# PROBLEM TO WORK ON
Copy out all of the rows below word for word, leaving out the pictures.

_ _ _ _

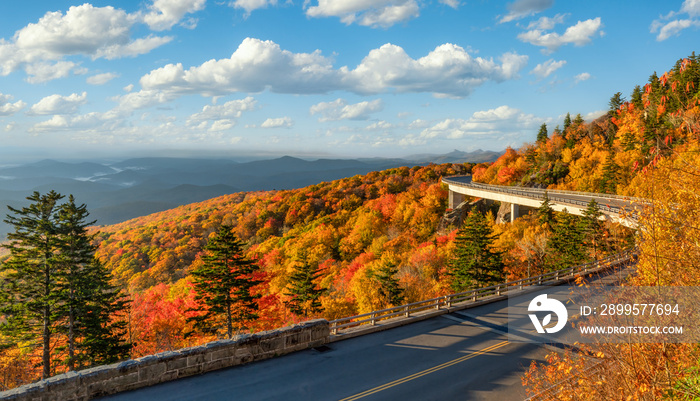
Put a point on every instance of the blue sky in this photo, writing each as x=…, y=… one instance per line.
x=323, y=78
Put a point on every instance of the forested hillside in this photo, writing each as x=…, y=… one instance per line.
x=648, y=146
x=367, y=242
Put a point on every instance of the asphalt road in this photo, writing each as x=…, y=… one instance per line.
x=601, y=199
x=444, y=358
x=463, y=355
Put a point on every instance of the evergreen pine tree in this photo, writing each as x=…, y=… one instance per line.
x=54, y=288
x=609, y=179
x=545, y=213
x=223, y=284
x=592, y=227
x=475, y=263
x=542, y=134
x=389, y=290
x=565, y=246
x=33, y=305
x=75, y=253
x=636, y=98
x=100, y=331
x=303, y=290
x=615, y=102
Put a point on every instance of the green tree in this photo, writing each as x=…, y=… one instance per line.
x=102, y=329
x=302, y=289
x=390, y=292
x=223, y=284
x=475, y=262
x=615, y=102
x=52, y=288
x=567, y=121
x=32, y=304
x=542, y=134
x=545, y=213
x=565, y=246
x=609, y=179
x=636, y=98
x=92, y=305
x=592, y=227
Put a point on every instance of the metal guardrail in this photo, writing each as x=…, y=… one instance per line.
x=532, y=194
x=476, y=294
x=551, y=191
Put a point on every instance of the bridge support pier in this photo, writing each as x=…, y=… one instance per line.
x=514, y=211
x=455, y=198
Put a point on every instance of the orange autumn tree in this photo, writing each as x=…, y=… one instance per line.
x=663, y=144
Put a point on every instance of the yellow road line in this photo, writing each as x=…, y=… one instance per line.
x=423, y=373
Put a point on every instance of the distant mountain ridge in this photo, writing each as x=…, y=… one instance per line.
x=116, y=192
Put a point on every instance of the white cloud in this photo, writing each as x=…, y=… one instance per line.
x=668, y=27
x=252, y=5
x=339, y=109
x=546, y=23
x=379, y=126
x=96, y=32
x=594, y=114
x=222, y=125
x=451, y=3
x=523, y=8
x=229, y=110
x=164, y=14
x=284, y=122
x=101, y=79
x=373, y=13
x=501, y=121
x=547, y=68
x=258, y=65
x=42, y=72
x=7, y=108
x=579, y=35
x=141, y=99
x=418, y=124
x=584, y=76
x=57, y=104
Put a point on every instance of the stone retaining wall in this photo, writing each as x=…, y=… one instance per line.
x=166, y=366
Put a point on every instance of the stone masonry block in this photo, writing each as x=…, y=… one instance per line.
x=151, y=374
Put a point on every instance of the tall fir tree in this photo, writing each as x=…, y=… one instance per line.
x=609, y=179
x=592, y=228
x=567, y=121
x=545, y=213
x=224, y=286
x=542, y=135
x=390, y=291
x=475, y=263
x=303, y=289
x=53, y=290
x=33, y=305
x=565, y=246
x=92, y=305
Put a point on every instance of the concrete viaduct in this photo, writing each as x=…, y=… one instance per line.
x=619, y=209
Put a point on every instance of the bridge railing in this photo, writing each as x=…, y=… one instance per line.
x=454, y=181
x=472, y=296
x=532, y=194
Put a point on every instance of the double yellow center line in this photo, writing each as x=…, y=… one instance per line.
x=425, y=372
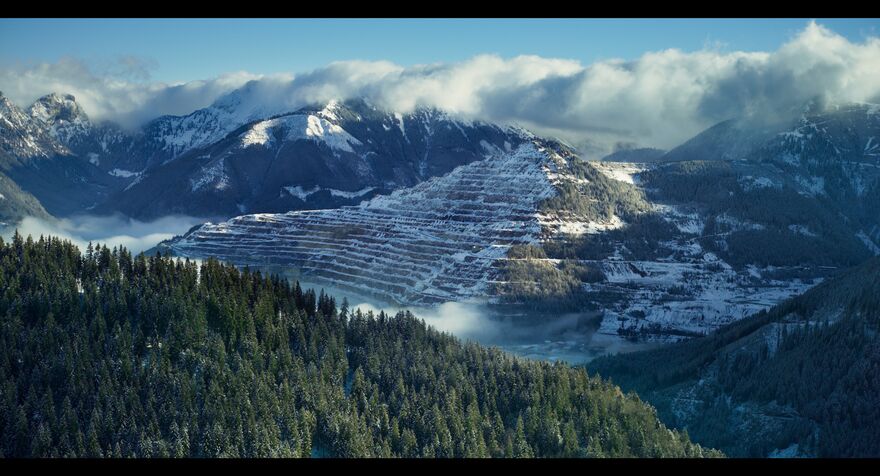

_ _ _ _

# TASK RESULT
Put a point on every instance of the blue sky in this photo, writing each as x=…, y=… one instance per line.
x=323, y=78
Put a point on every instance of the forested hillside in this photo, writing each as x=…, y=… one instance per line.
x=648, y=146
x=367, y=242
Put a point on every instance of the asphalt road in this photo, writing each as x=…, y=… one instance per line.
x=601, y=199
x=444, y=358
x=463, y=355
Put a point on every instance of the evergreen pine tree in this photo, writing each as x=…, y=… one instance per line.
x=54, y=288
x=609, y=179
x=545, y=213
x=223, y=284
x=592, y=227
x=475, y=263
x=542, y=134
x=389, y=290
x=565, y=246
x=33, y=305
x=75, y=253
x=636, y=98
x=100, y=331
x=303, y=290
x=615, y=102
Put a point on every instance of the green tree in this photo, writing each as x=…, y=… one instance per line.
x=102, y=329
x=302, y=289
x=390, y=292
x=223, y=284
x=475, y=262
x=615, y=102
x=52, y=288
x=567, y=121
x=32, y=304
x=542, y=134
x=545, y=213
x=565, y=246
x=609, y=179
x=636, y=98
x=92, y=305
x=592, y=227
Put a point on every instance of the metal guardrail in this photo, writing each as x=…, y=… one instance per line.
x=532, y=194
x=476, y=294
x=551, y=191
Put a point on every instance of the bridge support pier in this photo, writing each as x=…, y=… one instance per line.
x=514, y=211
x=455, y=198
Put a point on every instance of the orange autumn tree in this photo, writing each as x=…, y=… one instance per line.
x=663, y=144
Put a point on every instance of the yellow road line in this photo, writing each as x=…, y=… one instance per line.
x=423, y=373
Put a point on every instance of the distant mountain ridge in this photo, writing each as x=…, y=… one instance per line.
x=116, y=192
Put a point on every instance of the white cloud in this photo, writing each as x=…, y=… one instance per line.
x=668, y=27
x=252, y=5
x=339, y=109
x=546, y=23
x=379, y=126
x=96, y=32
x=594, y=114
x=222, y=125
x=451, y=3
x=523, y=8
x=229, y=110
x=164, y=14
x=284, y=122
x=101, y=79
x=373, y=13
x=501, y=121
x=547, y=68
x=258, y=65
x=42, y=72
x=7, y=108
x=579, y=35
x=141, y=99
x=418, y=124
x=584, y=76
x=57, y=104
Put a point on every instance of the stone retaining wall in this photo, writing each as x=…, y=… one instance per line.
x=166, y=366
Put a point on every instance of the stone masonry block in this photo, writing each as x=…, y=… one instance per line.
x=151, y=374
Put a point on every instance of the tall fir tree in this photo, writing each as x=…, y=… one instance per line.
x=609, y=179
x=592, y=228
x=567, y=121
x=545, y=213
x=224, y=286
x=542, y=135
x=390, y=291
x=475, y=263
x=303, y=289
x=53, y=290
x=33, y=305
x=565, y=246
x=92, y=305
Put a point on every instance of the concrete viaduct in this photo, writing each as x=…, y=… one instance per line.
x=619, y=209
Put a point on every instance of the bridge railing in this photo, writing each as x=…, y=… one instance per line.
x=454, y=181
x=472, y=296
x=532, y=194
Put a point on every instance of the double yellow center line in this photo, writing each as x=…, y=… one instance per line.
x=425, y=372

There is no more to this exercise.